*Task requirements*
Please repeat, unchanged, the lines at the top of the listing below, ending with the one that has "Accessibility tool request: describe where the brown".

*Records to use*
========================================
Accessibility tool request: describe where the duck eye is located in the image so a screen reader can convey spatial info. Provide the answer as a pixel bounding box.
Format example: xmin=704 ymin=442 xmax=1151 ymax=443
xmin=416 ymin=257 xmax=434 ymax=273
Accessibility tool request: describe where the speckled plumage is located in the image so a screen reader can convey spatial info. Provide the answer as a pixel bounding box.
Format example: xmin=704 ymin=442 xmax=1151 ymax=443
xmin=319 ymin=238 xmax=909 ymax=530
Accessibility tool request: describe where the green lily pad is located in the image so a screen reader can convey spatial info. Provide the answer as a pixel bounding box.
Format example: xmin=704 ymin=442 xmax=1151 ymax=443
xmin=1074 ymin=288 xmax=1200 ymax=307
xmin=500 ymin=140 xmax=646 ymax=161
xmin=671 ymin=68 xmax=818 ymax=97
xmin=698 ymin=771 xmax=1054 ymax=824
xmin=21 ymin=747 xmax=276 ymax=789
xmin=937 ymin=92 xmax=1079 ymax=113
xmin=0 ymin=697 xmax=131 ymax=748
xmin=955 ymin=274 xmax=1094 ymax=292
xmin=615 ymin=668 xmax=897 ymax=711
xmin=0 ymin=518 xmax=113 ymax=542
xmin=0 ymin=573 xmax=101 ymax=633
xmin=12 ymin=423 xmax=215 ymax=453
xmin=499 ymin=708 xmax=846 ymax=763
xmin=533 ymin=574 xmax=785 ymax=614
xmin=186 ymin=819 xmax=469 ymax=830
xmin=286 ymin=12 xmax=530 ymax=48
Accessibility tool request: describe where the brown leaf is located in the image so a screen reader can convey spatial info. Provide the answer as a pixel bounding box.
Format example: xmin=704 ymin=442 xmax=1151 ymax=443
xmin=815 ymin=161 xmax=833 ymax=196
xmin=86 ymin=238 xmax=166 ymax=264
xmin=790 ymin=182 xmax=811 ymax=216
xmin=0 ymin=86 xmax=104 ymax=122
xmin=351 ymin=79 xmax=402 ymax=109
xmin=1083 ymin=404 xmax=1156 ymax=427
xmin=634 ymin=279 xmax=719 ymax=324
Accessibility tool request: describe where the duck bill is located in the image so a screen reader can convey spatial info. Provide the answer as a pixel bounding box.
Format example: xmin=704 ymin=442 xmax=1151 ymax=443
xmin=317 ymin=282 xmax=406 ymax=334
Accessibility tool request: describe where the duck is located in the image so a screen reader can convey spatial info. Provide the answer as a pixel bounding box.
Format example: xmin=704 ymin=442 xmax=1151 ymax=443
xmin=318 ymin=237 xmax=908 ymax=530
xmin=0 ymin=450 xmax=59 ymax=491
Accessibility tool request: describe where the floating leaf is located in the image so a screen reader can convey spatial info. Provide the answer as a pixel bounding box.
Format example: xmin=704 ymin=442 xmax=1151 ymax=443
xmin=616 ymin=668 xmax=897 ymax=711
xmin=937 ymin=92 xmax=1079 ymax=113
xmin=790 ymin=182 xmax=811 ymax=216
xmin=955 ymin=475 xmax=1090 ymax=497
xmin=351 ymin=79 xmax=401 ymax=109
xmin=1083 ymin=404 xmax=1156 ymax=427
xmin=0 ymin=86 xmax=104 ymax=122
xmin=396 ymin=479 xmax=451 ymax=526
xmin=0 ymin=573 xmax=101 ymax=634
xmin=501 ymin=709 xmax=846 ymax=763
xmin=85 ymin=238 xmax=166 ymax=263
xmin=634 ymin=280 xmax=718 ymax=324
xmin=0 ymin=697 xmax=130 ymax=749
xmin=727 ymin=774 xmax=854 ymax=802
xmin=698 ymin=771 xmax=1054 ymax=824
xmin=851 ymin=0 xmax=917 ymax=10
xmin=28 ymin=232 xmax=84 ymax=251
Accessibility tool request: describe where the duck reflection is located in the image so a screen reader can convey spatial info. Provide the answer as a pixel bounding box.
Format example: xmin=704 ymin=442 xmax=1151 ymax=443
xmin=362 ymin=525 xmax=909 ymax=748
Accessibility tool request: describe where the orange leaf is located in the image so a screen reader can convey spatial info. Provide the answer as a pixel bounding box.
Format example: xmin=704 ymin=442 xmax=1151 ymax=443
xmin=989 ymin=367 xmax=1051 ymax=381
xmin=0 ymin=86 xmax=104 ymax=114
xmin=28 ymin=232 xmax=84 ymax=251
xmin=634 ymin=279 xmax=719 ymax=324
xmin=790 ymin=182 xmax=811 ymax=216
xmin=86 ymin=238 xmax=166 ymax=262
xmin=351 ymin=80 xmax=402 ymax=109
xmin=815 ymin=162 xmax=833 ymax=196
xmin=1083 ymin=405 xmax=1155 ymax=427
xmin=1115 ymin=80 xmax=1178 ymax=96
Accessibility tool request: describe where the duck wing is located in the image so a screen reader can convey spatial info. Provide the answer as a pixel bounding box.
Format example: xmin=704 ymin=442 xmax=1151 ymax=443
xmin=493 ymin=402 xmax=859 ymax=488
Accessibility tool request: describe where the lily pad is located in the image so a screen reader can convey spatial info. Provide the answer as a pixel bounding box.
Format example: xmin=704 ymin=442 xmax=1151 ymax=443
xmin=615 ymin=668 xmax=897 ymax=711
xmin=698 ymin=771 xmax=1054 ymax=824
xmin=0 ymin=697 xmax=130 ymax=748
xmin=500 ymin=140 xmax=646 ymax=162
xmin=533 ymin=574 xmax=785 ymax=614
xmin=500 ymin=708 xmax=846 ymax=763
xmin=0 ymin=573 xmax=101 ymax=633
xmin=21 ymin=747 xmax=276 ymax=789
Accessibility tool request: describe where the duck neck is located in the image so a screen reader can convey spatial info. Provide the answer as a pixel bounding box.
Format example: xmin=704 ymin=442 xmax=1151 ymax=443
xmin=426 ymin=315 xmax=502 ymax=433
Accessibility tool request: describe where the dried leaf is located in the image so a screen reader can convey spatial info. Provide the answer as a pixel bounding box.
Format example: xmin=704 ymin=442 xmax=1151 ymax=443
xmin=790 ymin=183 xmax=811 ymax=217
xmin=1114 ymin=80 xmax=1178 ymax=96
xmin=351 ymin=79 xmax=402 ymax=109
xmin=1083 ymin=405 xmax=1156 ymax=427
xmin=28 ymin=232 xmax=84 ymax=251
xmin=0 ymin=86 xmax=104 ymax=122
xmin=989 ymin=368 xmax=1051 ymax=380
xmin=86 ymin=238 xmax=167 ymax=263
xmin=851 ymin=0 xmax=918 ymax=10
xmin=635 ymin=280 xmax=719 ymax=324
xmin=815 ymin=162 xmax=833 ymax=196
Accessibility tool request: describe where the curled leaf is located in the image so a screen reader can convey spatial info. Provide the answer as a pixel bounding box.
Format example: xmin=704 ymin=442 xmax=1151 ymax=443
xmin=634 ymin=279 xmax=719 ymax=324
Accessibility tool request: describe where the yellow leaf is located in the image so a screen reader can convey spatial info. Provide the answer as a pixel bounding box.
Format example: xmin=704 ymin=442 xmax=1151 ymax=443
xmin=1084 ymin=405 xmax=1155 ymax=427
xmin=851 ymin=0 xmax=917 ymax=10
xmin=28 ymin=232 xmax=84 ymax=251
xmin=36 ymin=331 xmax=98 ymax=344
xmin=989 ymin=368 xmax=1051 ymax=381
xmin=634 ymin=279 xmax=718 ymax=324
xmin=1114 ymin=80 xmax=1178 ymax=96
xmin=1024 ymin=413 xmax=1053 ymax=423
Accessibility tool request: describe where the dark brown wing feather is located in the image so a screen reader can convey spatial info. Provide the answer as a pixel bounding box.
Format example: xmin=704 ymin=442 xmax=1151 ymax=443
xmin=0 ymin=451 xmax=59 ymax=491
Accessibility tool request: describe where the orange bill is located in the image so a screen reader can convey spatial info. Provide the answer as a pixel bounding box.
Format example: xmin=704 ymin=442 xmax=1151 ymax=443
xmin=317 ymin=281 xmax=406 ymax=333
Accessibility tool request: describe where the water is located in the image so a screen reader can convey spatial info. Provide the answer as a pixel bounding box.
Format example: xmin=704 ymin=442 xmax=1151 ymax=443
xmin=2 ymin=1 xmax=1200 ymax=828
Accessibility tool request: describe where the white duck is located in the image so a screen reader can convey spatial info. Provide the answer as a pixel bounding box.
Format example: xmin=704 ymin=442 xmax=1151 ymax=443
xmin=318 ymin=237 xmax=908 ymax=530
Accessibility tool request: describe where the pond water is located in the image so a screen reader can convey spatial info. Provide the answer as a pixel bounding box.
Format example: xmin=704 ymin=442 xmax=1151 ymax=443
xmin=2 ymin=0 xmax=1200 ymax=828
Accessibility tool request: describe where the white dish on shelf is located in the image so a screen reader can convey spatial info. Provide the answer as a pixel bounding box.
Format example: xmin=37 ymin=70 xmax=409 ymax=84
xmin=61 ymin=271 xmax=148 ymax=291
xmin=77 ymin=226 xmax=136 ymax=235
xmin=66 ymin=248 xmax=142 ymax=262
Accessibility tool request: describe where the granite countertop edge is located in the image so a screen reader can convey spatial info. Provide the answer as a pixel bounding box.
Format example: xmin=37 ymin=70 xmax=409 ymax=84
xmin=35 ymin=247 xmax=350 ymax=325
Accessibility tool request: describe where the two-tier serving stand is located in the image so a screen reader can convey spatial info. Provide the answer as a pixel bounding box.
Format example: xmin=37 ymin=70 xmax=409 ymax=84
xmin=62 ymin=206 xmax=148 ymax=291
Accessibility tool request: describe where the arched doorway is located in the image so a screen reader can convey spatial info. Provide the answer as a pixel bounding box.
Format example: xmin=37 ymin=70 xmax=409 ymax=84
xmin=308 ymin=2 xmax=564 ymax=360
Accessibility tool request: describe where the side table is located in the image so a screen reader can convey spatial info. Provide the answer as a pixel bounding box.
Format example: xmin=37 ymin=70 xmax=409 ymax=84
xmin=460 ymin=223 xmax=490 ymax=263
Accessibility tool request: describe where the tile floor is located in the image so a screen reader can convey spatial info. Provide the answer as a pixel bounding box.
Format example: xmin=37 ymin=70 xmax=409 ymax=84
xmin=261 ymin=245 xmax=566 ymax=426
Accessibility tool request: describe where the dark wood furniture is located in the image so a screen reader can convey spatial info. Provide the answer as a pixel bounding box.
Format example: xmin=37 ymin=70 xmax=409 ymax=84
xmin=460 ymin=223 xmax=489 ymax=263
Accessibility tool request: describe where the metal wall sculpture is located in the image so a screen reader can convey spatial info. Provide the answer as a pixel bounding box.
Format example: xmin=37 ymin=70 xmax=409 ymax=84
========================================
*Written response*
Accessibility tool request: describe where the duck eye is located in the image so a screen reader can convey spatial info. Provide the answer as a pixel bounding box.
Format example: xmin=704 ymin=442 xmax=1151 ymax=443
xmin=416 ymin=257 xmax=434 ymax=273
Accessibility tool request: describe where the speckled plumage is located in the image so a screen reader can convey spatial info. Provide the answer as a pixel bounding box.
Format example: xmin=704 ymin=442 xmax=1151 ymax=443
xmin=319 ymin=238 xmax=909 ymax=530
Accessibility tool request: describe where the green lily pad is located in the image so a screen reader can convey spatial info. Provide the answer as a pixel bounding box.
Format example: xmin=704 ymin=442 xmax=1151 ymax=443
xmin=1074 ymin=288 xmax=1200 ymax=307
xmin=500 ymin=140 xmax=646 ymax=161
xmin=671 ymin=68 xmax=818 ymax=97
xmin=698 ymin=771 xmax=1054 ymax=824
xmin=21 ymin=747 xmax=276 ymax=789
xmin=937 ymin=92 xmax=1079 ymax=113
xmin=0 ymin=697 xmax=131 ymax=748
xmin=955 ymin=274 xmax=1094 ymax=292
xmin=615 ymin=668 xmax=897 ymax=711
xmin=0 ymin=518 xmax=113 ymax=542
xmin=0 ymin=573 xmax=101 ymax=633
xmin=12 ymin=423 xmax=215 ymax=453
xmin=499 ymin=708 xmax=846 ymax=763
xmin=533 ymin=574 xmax=785 ymax=614
xmin=186 ymin=819 xmax=469 ymax=830
xmin=286 ymin=12 xmax=530 ymax=48
Accessibility tool request: describe where the brown leaf is located in the image so a screen reader can convey spatial info. Provide the answer as a pixel bounding box.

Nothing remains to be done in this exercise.